_EXERCISE DESCRIPTION_
Please take the lines from the one holding "Outline every instance of the foliage" through the one holding "Outline every instance of the pigeon" in the data below and copy them exactly.

_SOURCE DATA_
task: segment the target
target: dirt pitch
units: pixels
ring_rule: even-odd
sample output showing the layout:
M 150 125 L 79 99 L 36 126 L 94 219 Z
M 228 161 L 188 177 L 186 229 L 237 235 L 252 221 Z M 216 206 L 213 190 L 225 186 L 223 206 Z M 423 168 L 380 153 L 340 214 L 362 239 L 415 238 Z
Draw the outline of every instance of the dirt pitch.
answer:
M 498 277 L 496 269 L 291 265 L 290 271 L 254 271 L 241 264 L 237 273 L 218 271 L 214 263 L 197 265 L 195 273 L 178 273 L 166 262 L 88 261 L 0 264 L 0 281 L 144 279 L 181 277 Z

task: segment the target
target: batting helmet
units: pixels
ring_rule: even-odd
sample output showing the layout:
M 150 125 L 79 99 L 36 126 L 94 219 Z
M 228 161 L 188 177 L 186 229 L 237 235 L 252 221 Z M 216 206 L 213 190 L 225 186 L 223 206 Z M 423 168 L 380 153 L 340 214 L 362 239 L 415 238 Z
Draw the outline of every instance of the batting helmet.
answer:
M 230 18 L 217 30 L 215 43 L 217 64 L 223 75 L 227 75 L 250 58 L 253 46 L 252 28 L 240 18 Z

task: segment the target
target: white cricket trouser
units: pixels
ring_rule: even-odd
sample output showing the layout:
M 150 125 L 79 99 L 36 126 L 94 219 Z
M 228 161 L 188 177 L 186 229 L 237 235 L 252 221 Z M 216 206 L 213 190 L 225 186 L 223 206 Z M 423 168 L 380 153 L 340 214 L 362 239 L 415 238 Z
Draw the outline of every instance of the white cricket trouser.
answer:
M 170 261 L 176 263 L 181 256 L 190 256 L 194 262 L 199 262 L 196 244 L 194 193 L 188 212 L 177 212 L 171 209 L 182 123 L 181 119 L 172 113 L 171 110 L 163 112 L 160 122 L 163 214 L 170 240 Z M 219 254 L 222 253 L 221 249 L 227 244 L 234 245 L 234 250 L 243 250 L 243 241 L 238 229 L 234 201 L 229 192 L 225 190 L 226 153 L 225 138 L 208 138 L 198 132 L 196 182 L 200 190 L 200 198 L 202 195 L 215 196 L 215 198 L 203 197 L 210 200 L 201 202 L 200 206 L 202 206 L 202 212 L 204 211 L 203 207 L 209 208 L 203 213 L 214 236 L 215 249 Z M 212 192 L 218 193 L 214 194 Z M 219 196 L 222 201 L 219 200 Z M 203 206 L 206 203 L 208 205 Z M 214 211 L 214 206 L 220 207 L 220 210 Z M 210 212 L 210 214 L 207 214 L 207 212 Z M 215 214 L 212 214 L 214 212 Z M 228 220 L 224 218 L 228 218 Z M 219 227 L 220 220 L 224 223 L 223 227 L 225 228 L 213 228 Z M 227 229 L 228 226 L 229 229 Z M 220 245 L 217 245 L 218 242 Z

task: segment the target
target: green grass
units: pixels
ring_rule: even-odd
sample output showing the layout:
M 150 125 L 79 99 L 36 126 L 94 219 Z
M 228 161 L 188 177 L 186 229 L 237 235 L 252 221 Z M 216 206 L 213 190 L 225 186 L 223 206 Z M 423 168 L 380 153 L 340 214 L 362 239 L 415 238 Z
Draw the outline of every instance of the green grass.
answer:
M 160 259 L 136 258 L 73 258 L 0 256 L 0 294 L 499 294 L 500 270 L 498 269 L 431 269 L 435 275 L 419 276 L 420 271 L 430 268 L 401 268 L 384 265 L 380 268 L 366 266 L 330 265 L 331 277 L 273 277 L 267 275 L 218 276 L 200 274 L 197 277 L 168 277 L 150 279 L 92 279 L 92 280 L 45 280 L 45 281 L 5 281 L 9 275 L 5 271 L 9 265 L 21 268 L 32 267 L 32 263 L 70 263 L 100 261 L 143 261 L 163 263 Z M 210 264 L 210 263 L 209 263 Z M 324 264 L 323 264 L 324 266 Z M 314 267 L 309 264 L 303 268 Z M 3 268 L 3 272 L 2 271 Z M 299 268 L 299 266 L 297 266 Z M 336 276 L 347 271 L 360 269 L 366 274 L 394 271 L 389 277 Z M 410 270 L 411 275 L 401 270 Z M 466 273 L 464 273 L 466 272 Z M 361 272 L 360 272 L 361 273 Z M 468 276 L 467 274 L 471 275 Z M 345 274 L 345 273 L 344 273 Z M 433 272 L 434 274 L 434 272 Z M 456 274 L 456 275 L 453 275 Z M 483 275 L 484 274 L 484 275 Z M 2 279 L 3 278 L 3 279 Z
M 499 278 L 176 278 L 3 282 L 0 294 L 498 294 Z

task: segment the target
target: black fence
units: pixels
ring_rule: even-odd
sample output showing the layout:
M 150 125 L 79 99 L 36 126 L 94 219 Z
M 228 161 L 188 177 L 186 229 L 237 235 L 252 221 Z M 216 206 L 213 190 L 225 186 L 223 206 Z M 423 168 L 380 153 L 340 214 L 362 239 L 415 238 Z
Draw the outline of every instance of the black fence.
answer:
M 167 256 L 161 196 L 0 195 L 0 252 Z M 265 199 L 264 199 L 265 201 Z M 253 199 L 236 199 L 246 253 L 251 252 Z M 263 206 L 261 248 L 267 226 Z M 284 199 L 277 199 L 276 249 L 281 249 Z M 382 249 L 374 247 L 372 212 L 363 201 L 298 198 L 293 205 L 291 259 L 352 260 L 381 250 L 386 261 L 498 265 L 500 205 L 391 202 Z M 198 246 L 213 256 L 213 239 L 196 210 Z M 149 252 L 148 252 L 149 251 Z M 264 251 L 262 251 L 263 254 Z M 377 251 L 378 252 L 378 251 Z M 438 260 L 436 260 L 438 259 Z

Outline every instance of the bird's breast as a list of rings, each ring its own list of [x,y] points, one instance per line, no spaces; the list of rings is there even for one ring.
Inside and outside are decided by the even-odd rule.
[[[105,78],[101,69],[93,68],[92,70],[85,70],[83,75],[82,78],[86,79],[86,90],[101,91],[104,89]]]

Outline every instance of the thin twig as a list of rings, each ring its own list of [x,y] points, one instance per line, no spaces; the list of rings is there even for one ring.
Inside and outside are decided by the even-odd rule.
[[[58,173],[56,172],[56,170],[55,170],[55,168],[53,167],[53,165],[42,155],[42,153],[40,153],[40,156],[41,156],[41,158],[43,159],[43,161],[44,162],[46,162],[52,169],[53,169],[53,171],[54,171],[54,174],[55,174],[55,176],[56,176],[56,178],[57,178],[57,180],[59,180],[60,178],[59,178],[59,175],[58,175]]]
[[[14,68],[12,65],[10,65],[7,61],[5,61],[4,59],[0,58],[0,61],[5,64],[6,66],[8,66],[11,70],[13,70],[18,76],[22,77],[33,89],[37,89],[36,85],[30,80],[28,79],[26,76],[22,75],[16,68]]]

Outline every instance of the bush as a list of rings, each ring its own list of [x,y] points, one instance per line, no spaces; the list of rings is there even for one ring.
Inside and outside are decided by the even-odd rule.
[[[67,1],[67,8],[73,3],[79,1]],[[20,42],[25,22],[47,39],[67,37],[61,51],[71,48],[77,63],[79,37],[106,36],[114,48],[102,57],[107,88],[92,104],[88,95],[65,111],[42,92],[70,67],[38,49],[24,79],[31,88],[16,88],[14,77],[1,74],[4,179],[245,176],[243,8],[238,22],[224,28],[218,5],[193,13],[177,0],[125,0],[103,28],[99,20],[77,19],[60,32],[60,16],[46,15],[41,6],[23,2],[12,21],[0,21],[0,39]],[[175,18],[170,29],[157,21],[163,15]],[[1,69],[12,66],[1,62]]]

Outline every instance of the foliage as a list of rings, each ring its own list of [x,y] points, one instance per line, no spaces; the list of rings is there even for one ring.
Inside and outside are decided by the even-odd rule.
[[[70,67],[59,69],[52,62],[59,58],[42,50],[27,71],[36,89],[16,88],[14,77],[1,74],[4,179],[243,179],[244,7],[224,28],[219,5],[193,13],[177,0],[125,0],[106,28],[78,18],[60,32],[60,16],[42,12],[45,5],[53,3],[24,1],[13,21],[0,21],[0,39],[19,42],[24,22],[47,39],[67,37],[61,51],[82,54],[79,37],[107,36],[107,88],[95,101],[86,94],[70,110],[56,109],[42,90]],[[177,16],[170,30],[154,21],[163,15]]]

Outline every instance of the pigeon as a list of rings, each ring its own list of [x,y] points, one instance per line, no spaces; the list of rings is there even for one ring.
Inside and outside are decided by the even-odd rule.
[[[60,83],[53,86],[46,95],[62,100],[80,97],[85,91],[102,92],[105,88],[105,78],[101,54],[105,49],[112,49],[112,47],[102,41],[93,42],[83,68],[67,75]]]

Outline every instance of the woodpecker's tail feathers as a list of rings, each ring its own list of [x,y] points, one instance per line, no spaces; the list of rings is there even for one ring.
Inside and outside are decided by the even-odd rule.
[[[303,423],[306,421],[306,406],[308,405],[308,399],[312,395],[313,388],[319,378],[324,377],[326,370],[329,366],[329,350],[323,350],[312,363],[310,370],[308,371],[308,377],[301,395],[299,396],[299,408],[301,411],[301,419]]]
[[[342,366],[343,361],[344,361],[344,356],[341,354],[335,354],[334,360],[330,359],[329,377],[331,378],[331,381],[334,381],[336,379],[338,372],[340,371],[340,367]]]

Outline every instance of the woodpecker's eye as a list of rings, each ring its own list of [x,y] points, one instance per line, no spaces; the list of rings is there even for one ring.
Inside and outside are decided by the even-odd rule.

_SOLUTION BELOW_
Outline every instance of the foliage as a list of rings, each ring its own list of [x,y] points, one instance per line, no spaces; the list of rings is there even for one ring.
Inside and outside are decided by the even-odd rule.
[[[70,67],[59,69],[52,62],[59,58],[42,50],[27,71],[36,89],[16,88],[14,77],[1,74],[4,179],[243,179],[244,7],[224,28],[219,5],[193,13],[177,0],[125,0],[106,28],[78,18],[60,32],[60,16],[42,12],[45,5],[53,3],[24,1],[13,21],[0,21],[0,39],[19,42],[24,22],[47,39],[67,37],[61,51],[82,54],[79,37],[107,36],[107,88],[95,101],[86,94],[70,110],[56,109],[42,90]],[[177,16],[170,30],[154,21],[163,15]]]

Outline every instance of the pigeon as a list of rings, each ring its own list of [x,y] points, one instance per line, no spaces; the list of rings is there even for one ring.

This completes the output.